## Exercise
The lines to copy are those with "blue" in them. Pull each one from the entries below.

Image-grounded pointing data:
......

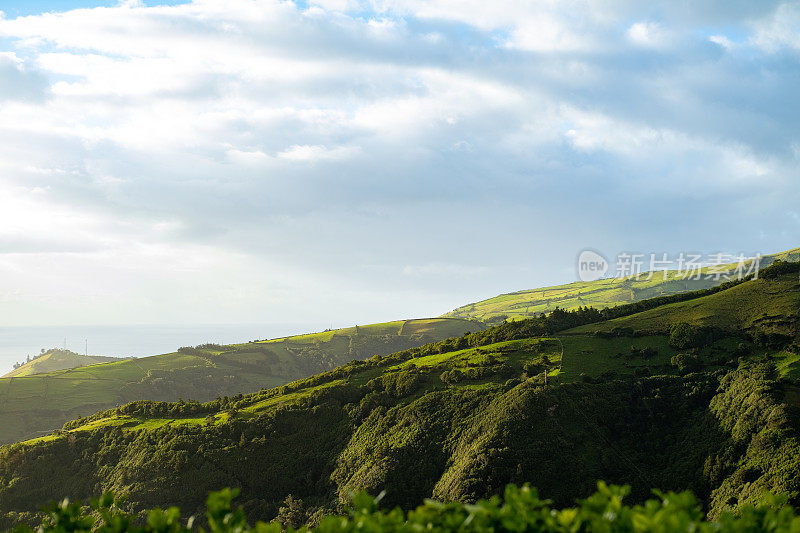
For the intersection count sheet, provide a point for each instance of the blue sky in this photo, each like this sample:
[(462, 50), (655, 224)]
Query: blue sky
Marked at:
[(36, 7), (351, 161)]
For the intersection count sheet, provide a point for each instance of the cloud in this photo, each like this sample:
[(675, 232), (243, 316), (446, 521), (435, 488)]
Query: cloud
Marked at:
[(18, 81), (332, 153)]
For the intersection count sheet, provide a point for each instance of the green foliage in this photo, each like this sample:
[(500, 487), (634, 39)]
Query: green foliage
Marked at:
[(520, 510), (683, 335)]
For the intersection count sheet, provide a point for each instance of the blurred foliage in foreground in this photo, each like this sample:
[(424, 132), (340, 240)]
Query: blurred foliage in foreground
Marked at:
[(521, 510)]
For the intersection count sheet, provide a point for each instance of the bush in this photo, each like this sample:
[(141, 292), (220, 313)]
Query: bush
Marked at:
[(683, 336), (519, 510), (685, 363)]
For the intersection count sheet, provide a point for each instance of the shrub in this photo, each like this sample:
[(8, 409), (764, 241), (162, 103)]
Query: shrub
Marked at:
[(519, 510)]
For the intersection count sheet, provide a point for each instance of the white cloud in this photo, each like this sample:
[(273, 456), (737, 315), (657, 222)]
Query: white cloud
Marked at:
[(245, 140), (648, 34), (779, 29)]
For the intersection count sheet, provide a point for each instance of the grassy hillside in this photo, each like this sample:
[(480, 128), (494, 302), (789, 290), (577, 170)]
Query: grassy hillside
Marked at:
[(35, 404), (599, 294), (527, 401), (56, 359), (770, 305)]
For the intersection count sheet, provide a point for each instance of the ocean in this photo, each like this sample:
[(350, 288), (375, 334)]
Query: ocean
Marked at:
[(124, 341)]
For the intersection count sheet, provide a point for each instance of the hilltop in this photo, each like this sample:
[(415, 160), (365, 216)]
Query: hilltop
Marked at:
[(559, 401), (598, 294), (33, 404), (55, 359)]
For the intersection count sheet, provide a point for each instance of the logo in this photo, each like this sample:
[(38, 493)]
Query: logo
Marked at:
[(591, 266)]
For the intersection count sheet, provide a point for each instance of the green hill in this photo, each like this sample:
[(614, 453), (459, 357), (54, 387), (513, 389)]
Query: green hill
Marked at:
[(534, 401), (37, 403), (56, 359), (599, 294)]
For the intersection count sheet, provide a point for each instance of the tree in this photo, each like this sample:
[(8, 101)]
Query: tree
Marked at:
[(292, 513)]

......

## Solution to this task
For the intersection count sheet, provide a point for each instance of the blue sky in this photo, each like this sample:
Query: blue sky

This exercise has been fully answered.